Top of RECORDS TO USE
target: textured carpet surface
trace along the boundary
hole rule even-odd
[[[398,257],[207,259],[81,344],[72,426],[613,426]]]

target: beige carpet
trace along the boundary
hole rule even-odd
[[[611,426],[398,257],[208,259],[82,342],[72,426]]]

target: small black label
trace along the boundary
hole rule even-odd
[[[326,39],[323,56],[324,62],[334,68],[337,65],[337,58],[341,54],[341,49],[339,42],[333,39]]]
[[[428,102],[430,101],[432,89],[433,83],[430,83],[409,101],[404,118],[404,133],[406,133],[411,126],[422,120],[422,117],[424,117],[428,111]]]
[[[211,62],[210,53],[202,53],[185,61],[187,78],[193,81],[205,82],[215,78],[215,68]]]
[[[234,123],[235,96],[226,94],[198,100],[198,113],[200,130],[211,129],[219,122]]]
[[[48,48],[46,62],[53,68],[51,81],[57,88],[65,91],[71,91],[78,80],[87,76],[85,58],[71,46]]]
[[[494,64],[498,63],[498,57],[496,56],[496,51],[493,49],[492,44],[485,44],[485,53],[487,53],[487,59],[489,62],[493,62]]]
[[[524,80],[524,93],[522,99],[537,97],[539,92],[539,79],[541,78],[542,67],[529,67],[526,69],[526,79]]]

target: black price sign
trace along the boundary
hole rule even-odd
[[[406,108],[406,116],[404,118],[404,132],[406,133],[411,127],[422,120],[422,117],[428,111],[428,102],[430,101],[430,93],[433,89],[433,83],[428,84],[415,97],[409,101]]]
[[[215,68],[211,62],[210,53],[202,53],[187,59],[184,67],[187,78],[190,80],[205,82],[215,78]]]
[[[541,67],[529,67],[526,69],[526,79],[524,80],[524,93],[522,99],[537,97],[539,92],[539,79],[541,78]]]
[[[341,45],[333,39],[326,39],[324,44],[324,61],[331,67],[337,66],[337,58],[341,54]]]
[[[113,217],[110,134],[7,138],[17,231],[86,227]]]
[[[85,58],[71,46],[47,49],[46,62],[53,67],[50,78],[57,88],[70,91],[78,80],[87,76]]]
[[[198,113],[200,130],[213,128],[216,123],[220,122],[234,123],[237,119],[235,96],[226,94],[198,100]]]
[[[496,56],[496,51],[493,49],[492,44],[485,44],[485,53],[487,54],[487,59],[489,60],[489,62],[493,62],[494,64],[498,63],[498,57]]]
Bottom of RECORDS TO USE
▸ **AIM OF THE EXERCISE**
All records should be written out again exactly as given.

▸ **COMPLETED TASK**
target: textured carpet surface
trace along the boundary
hole rule even-odd
[[[398,257],[207,259],[81,344],[72,426],[613,426]]]

target: beige carpet
trace along the boundary
hole rule even-odd
[[[611,426],[398,257],[208,259],[82,342],[72,426]]]

target: small black label
trace along the boundary
hole rule even-odd
[[[326,39],[323,56],[324,62],[334,68],[337,65],[337,58],[341,54],[341,49],[339,42],[333,39]]]
[[[428,102],[430,101],[432,89],[433,83],[430,83],[409,101],[404,118],[404,133],[406,133],[411,126],[422,120],[422,117],[424,117],[428,111]]]
[[[211,62],[210,53],[202,53],[185,61],[187,78],[193,81],[205,82],[215,78],[215,68]]]
[[[234,123],[235,96],[226,94],[198,100],[198,113],[200,130],[211,129],[219,122]]]
[[[48,48],[46,62],[53,68],[51,81],[57,88],[65,91],[71,91],[78,80],[87,76],[85,58],[71,46]]]
[[[494,64],[498,63],[498,57],[496,56],[496,51],[493,49],[492,44],[485,44],[485,53],[487,53],[487,59],[489,62],[493,62]]]
[[[524,80],[524,93],[522,99],[537,97],[539,92],[539,79],[541,78],[542,67],[529,67],[526,69],[526,79]]]

target: black price sign
trace along the boundary
hole rule even-odd
[[[406,108],[406,116],[404,118],[404,132],[406,133],[411,127],[422,120],[422,117],[428,111],[428,102],[430,101],[430,93],[433,89],[433,83],[428,84],[415,97],[409,101]]]
[[[215,68],[211,62],[210,53],[202,53],[187,59],[184,67],[187,78],[190,80],[205,82],[215,78]]]
[[[541,67],[529,67],[526,69],[526,79],[524,80],[524,93],[522,99],[537,97],[539,92],[539,79],[541,78]]]
[[[341,45],[333,39],[326,39],[324,44],[324,61],[331,67],[337,66],[337,58],[341,54]]]
[[[113,217],[110,134],[7,138],[17,231],[86,227]]]
[[[85,58],[71,46],[47,49],[46,62],[53,67],[50,78],[57,88],[70,91],[78,80],[87,76]]]
[[[198,113],[200,130],[213,128],[216,123],[220,122],[234,123],[237,119],[235,96],[226,94],[198,100]]]
[[[496,56],[496,51],[493,49],[492,44],[485,44],[485,53],[487,54],[487,59],[489,60],[489,62],[493,62],[494,64],[498,63],[498,57]]]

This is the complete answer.